* **Information supplied**
↓↓↓

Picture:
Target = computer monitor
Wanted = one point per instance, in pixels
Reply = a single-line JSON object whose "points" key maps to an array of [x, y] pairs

↑↑↑
↓↓↓

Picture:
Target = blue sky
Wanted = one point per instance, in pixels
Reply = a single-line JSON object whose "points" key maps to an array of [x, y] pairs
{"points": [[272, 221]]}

↑↑↑

* **Given request**
Please return each line of the records above that contains the string "Target", matching case exactly.

* **In response**
Target = computer monitor
Target = blue sky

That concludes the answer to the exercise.